### PROVIDED DATA
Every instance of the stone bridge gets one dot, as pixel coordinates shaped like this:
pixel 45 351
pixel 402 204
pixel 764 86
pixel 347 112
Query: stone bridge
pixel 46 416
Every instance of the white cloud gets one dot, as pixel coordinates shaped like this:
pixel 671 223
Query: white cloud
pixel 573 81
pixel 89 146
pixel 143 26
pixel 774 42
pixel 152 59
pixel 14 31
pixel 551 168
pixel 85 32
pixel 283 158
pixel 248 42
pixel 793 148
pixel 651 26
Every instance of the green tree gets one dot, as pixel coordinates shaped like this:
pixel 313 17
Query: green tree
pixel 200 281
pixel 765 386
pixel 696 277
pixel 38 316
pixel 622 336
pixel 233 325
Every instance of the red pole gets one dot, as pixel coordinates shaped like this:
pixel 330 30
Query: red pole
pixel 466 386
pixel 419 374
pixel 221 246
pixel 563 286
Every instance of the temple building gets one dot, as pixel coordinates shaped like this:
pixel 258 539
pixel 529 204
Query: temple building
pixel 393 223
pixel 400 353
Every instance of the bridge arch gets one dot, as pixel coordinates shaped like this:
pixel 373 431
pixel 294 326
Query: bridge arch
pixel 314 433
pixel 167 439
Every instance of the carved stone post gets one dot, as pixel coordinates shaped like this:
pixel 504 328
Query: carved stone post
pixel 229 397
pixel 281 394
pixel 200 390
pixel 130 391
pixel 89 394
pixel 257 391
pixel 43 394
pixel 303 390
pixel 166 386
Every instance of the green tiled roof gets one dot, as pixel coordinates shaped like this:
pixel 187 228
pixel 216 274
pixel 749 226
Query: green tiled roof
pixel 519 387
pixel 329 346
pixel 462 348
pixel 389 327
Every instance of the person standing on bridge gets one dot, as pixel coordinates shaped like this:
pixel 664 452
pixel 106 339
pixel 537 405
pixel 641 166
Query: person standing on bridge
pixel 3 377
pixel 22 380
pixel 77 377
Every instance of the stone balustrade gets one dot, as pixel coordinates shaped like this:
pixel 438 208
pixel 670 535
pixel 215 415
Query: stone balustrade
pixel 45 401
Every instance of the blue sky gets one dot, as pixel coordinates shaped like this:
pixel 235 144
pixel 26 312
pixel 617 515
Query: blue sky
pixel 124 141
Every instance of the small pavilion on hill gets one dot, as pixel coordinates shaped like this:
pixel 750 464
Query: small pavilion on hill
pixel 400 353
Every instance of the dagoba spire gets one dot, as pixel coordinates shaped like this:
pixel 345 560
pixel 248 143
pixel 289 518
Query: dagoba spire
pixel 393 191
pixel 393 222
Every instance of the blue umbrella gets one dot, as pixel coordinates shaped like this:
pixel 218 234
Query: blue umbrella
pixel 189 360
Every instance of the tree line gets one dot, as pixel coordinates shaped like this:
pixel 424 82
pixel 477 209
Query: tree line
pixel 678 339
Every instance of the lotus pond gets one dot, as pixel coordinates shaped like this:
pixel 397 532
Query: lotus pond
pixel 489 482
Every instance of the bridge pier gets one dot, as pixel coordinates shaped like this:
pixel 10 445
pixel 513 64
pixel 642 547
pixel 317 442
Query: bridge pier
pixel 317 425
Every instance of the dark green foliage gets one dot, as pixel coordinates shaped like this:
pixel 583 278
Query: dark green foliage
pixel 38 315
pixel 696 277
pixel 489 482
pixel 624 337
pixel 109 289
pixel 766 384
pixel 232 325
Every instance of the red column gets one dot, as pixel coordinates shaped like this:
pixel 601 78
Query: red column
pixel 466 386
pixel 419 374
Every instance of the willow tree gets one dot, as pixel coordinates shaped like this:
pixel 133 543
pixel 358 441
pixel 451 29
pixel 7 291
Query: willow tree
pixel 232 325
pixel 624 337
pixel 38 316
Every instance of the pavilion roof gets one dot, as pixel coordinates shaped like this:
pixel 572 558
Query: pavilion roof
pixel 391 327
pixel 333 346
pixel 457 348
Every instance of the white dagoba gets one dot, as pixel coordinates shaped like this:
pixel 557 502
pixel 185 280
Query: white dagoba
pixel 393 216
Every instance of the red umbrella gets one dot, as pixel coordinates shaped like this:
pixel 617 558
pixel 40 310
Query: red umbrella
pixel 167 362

* * *

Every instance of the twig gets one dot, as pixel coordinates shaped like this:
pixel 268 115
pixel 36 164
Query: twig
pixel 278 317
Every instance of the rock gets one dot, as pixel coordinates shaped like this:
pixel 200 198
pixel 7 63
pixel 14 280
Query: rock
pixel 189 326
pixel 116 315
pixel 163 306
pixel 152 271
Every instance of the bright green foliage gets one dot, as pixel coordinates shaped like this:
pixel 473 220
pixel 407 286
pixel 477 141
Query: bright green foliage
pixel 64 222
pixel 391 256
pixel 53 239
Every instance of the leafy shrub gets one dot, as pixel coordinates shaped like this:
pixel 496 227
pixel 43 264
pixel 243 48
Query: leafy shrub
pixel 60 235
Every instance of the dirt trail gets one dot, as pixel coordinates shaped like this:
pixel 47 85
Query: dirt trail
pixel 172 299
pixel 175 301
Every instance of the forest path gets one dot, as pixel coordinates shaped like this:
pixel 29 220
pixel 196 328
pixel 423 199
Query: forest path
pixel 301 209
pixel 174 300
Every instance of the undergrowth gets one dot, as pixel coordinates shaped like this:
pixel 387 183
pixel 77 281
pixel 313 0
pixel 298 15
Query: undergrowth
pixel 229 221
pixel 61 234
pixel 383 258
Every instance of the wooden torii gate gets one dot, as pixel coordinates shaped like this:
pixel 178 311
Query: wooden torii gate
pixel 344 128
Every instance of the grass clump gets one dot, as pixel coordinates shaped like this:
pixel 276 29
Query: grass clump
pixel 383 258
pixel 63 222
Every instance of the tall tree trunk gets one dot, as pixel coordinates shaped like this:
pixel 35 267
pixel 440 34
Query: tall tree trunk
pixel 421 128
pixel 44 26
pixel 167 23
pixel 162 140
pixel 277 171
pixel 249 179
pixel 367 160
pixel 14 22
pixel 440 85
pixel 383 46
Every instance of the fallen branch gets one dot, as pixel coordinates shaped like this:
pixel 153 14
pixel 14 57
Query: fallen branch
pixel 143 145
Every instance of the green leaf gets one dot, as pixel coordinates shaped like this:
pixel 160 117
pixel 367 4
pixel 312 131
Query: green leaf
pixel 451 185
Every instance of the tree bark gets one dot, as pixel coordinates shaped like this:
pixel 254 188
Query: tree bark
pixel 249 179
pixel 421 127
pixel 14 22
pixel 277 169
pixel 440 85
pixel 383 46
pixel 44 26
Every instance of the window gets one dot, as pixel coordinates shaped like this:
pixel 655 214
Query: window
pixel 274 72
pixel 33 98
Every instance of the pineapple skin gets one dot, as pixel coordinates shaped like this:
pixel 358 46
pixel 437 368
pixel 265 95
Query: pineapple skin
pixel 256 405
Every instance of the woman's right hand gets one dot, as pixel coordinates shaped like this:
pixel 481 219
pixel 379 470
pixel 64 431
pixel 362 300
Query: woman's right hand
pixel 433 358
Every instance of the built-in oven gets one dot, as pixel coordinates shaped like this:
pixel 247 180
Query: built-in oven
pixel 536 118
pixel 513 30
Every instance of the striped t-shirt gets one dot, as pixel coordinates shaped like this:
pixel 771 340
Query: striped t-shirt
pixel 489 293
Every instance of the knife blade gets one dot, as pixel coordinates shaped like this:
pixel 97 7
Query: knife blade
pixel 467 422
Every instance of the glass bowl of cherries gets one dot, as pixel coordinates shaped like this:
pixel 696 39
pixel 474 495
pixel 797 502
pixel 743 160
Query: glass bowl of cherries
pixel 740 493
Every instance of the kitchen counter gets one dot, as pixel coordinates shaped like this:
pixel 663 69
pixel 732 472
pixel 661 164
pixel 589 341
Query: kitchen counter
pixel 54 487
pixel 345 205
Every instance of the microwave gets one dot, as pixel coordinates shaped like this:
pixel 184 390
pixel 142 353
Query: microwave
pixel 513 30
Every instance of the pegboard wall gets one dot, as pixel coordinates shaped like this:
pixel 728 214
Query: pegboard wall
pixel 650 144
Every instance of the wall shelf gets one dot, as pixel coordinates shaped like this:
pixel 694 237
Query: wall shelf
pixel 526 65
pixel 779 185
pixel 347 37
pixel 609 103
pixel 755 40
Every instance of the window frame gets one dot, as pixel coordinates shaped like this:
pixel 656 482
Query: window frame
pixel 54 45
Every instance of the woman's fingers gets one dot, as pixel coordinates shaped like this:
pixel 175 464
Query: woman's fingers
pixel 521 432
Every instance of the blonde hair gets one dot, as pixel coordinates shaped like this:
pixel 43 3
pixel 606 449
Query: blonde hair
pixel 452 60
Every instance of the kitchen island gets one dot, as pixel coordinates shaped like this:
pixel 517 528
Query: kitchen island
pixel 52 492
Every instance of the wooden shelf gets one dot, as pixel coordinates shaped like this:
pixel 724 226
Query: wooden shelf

---

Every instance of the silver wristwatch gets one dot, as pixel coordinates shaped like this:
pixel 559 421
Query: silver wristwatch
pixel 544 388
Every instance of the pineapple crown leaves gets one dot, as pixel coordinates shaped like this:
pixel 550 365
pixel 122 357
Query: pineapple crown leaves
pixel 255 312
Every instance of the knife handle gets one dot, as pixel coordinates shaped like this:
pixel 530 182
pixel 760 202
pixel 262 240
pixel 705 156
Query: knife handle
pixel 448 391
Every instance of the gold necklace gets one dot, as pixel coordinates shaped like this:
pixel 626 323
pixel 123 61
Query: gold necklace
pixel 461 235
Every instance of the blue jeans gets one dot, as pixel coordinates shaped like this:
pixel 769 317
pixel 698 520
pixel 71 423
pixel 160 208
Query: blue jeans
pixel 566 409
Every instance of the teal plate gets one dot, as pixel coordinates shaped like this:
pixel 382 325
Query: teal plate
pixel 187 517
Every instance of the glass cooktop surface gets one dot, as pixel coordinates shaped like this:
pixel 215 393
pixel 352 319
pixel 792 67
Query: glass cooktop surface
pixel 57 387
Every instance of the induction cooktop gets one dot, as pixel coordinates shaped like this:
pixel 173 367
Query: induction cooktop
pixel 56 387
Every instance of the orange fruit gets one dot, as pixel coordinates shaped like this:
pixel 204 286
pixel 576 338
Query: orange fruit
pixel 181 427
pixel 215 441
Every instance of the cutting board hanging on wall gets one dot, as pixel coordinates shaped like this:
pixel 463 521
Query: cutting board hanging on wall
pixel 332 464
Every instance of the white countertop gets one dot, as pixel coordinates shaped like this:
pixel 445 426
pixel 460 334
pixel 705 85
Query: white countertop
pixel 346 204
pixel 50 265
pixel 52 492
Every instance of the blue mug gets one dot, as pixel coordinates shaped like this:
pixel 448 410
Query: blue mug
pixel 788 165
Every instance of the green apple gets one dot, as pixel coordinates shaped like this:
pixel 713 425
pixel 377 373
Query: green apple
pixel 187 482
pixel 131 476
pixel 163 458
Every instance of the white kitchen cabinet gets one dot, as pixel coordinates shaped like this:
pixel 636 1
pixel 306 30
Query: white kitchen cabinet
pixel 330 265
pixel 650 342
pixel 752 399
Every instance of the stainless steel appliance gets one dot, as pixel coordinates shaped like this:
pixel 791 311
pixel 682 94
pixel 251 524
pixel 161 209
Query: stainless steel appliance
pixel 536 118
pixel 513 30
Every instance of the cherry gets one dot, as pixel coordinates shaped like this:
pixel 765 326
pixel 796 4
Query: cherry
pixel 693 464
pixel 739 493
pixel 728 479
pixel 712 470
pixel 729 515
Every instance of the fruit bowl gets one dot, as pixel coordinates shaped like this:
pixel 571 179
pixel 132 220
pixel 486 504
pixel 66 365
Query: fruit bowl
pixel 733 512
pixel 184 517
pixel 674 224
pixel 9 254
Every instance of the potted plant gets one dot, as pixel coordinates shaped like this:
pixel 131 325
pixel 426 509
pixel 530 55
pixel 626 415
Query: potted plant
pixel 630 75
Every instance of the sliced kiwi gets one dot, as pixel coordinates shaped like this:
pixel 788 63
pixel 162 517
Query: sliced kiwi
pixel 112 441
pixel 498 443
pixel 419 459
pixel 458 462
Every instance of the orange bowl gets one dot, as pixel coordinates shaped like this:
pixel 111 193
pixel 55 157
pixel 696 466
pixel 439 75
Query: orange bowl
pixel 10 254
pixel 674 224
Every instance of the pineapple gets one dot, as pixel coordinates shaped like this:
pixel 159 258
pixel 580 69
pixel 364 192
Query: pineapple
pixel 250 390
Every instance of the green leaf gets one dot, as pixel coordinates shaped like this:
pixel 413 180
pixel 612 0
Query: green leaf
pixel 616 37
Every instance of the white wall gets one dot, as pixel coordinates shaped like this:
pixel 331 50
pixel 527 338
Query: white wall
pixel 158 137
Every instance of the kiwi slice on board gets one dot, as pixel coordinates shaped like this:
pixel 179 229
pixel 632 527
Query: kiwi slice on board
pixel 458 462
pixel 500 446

### DESCRIPTION OF THE TASK
Copy out every line in the entries above that contains the word "wristwatch", treating uppercase and lowercase as different.

### ANSWER
Every instance of the silver wristwatch gets one dot, as pixel coordinates shaped like this:
Query: silver wristwatch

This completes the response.